## REQUIRED TASK 1
List every line of the rows below that contains the word "felt", copying each such line in full.
# Start of SELECTED EXTRACT
It is clear that the applicant’s attorney endeavoured to demonstrate anomalies, inconsistencies and curiosities in relation to the “employment contract” asserted on behalf of the respondent by eliciting details of facts and circumstances which, as he ultimately submitted, were inconsistent with there having been such a contract. The Court’s primary judgment addressed those matters and, whilst not making a declaration as sought by the applicant, acknowledged that there were aspects of the financial relationship between the applicant and the respondent upon which the applicant’s attorney could, and did, properly rely in seeking to persuade the Court that the association was of the nature asserted by his client, rather than of the nature asserted by the respondent.
The submissions of Senior Counsel for the respondent in relation to the shortcomings in the evidence of the applicant, as recorded by the Court in its primary judgment, do not in the circumstances of this case assume significance. As is not in doubt, those shortcomings contributed materially to the applicant’s failure in the primary proceedings.
Were the Court persuaded that the evidence of the applicant was demonstrably and knowingly false, different conclusions may be reached. The Court is not persuaded and, quite properly, Senior Counsel for the respondent did not submit to the contrary, that the applicant’s evidence was knowingly false or fabricated.
So far as the submissions as to the expense incurred by the respondent are concerned, with respect to him, had the respondent chosen to regularise the employment relationship which he asserted that he had with the applicant in ways which are well known, and must have been well known to the respondent in this case, he may well not have been obliged to resist a claim by the applicant pursuant to s 90RD of the Act.
Whatever the true nature of the association between the applicant and the respondent, for whatever reason, the respondent’s failure to at all times maintain and be seen to maintain an employer/employee relationship in the traditional sense exposed him to the risk that the applicant would make a claim of some kind against him, as in fact occurred. The Court is not persuaded that the conduct of the applicant enhances the respondent’s claim.
The absence of success does not assume significance in this case pursuant to s 117(2A)(e) of the Act. Realistically, the applicant was either going to be wholly successful, and obtain a declaration pursuant to s 90RD of the Act, or, as transpired, wholly unsuccessful, and fail to obtain such a declaration.
To the extent that the respondent’s claim was submitted to have been doomed to fail by reference to the evidence, the Court has earlier recorded that, notwithstanding the difficulties confronting the applicant at the conclusion of his case, in the light of his own evidence and that of his witnesses, the evidence of the respondent, though ultimately preferred, revealed a number of matters which created obstacles to acceptance of the respondent’s case. Skilful cross-examination of him revealed inconsistency in the evidence given by the respondent himself, which was itself inconsistent in some respects with that given by other witnesses in the respondent’s case. As the Court’s primary judgment explained, the standard of proof, and obligation of the applicant to establish his claim, assumed considerable significance in the Court’s decision. Rejecting the applicant’s claim did not entail acceptance of the respondent’s claim in its entirety.
# End of SELECTED EXTRACT
## REQUIRED TASK 2
Rewrite the judgment excerpt above from "The submissions of" up to and including "the primary proceedings.", renaming "shortcomings" to "deficiencies" wherever it occurs.
# Start of INPUT RECORDS
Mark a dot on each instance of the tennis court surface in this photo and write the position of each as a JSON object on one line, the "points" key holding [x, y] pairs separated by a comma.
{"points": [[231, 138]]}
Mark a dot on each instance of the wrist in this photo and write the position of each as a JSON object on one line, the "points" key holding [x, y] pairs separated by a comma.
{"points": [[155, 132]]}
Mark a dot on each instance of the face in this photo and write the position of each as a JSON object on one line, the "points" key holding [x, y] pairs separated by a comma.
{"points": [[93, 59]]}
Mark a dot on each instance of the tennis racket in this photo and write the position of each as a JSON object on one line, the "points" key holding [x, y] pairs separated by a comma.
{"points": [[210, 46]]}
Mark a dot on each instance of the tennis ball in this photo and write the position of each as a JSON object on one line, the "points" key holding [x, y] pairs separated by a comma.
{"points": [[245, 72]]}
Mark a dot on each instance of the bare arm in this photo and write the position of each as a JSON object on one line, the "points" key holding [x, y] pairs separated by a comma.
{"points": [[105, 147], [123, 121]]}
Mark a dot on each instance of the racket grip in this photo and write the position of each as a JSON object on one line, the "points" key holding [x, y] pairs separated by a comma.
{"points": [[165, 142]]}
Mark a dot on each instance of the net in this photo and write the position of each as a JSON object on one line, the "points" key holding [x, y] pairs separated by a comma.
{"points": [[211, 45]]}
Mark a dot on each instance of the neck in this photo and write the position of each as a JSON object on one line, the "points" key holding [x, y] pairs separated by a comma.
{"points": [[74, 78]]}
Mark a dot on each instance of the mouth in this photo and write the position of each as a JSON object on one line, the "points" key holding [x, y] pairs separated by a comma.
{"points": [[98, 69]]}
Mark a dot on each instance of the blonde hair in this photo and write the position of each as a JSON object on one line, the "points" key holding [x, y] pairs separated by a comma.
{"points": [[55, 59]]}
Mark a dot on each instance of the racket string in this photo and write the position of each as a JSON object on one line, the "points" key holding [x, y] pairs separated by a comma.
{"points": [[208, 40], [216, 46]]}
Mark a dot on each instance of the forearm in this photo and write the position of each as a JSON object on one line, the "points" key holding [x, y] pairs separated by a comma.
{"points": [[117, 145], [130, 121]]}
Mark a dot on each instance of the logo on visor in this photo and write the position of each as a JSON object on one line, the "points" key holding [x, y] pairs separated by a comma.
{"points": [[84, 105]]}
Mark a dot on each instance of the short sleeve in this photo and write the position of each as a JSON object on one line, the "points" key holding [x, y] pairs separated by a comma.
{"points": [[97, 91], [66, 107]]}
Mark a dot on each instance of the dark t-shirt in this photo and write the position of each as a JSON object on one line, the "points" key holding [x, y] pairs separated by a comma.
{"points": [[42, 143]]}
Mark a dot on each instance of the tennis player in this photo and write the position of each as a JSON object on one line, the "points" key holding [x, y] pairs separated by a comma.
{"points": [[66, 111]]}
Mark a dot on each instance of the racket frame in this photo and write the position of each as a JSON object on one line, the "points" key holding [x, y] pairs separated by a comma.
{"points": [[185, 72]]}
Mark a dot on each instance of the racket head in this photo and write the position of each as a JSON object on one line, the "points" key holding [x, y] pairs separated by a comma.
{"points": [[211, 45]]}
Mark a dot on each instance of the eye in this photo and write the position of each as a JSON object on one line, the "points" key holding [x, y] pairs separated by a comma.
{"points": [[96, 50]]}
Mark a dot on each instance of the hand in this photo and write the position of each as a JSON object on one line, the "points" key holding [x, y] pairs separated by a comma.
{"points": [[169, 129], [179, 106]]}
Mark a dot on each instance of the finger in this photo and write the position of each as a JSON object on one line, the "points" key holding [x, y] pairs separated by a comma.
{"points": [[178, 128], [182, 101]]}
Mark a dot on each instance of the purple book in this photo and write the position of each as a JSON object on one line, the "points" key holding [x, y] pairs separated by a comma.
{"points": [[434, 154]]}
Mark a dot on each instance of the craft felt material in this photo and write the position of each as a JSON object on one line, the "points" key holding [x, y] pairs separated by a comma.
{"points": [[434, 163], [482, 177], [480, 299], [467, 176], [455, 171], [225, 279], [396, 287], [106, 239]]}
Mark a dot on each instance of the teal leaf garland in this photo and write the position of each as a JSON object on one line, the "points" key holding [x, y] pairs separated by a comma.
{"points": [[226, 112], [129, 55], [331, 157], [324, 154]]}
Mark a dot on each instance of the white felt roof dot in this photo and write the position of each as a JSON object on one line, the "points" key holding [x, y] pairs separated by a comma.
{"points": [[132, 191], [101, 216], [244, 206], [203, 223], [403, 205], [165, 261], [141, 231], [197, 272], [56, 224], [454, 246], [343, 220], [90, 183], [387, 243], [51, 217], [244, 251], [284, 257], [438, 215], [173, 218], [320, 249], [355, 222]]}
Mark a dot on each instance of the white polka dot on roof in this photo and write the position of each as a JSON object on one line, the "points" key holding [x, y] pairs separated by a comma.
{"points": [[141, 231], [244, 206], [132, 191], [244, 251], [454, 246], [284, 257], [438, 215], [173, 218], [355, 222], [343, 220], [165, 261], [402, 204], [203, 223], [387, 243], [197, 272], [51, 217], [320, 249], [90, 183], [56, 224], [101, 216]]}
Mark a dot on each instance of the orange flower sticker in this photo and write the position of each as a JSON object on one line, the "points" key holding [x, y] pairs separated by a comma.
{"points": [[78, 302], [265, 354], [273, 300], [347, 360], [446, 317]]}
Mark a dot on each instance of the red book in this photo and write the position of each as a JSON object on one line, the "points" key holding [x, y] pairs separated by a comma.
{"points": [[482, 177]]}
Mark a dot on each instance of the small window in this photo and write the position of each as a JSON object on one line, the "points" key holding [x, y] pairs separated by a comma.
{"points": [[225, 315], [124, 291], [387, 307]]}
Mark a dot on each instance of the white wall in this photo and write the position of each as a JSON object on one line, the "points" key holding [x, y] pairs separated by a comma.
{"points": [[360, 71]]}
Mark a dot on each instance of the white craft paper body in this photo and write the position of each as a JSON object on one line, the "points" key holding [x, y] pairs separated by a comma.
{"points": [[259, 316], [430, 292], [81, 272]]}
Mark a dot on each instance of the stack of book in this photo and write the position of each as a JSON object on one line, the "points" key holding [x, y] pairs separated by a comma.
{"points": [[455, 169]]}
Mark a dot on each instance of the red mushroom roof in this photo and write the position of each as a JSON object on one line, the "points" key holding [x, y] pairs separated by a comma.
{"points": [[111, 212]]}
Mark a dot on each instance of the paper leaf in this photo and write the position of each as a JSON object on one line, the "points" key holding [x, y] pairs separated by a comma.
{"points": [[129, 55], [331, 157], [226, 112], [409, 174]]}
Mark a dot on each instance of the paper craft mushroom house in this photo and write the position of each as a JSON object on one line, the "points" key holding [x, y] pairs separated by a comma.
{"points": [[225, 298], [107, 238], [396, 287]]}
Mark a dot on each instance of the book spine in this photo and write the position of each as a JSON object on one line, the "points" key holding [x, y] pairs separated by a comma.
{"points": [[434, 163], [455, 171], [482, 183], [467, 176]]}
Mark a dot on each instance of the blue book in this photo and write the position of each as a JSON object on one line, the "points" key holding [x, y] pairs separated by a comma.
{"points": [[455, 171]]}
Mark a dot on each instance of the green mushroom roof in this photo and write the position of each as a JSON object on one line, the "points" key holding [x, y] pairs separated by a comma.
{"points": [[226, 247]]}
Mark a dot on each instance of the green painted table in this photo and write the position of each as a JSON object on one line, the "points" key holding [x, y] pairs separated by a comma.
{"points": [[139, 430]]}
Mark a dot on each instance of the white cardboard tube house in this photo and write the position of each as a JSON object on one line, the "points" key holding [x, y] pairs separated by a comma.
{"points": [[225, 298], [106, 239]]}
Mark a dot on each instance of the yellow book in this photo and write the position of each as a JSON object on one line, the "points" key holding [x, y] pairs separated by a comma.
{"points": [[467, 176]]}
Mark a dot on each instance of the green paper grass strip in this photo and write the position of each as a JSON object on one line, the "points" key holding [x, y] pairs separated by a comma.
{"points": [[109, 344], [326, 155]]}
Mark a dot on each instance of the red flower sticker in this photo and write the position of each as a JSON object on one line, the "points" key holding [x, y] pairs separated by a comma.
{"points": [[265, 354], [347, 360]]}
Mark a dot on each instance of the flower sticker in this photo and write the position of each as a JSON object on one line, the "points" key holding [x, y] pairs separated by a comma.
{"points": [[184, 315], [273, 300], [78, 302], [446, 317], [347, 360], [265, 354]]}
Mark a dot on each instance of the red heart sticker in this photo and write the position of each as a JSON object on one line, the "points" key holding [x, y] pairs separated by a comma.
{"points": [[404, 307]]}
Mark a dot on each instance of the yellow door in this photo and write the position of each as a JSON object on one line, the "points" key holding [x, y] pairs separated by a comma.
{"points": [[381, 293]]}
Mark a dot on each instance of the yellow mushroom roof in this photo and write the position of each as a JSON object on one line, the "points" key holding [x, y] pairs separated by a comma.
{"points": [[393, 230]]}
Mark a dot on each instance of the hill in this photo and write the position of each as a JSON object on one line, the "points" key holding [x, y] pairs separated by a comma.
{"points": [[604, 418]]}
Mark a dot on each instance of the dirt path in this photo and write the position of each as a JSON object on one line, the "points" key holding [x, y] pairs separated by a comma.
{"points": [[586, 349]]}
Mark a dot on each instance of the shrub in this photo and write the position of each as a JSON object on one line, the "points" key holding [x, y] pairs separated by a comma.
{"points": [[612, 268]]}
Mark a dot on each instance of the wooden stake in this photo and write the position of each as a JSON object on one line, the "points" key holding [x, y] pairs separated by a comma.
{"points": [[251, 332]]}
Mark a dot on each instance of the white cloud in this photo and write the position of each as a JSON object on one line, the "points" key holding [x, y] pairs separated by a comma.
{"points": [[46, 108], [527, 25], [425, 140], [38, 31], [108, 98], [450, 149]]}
# End of INPUT RECORDS
## COMPLETE RESPONSE 1
Mark a dot on each instance of the craft felt material in this photo and write the position of each as a JSON object on one line, the "points" key holding [x, y] pairs separated by a comma.
Mark a dot on each instance of the white felt roof dot in this photo and write the position of each as a JSON object on one line, the "points" key holding [x, y] pairs separated by a comma.

## COMPLETE RESPONSE 2
The submissions of Senior Counsel for the respondent in relation to the deficiencies in the evidence of the applicant, as recorded by the Court in its primary judgment, do not in the circumstances of this case assume significance. As is not in doubt, those deficiencies contributed materially to the applicant’s failure in the primary proceedings.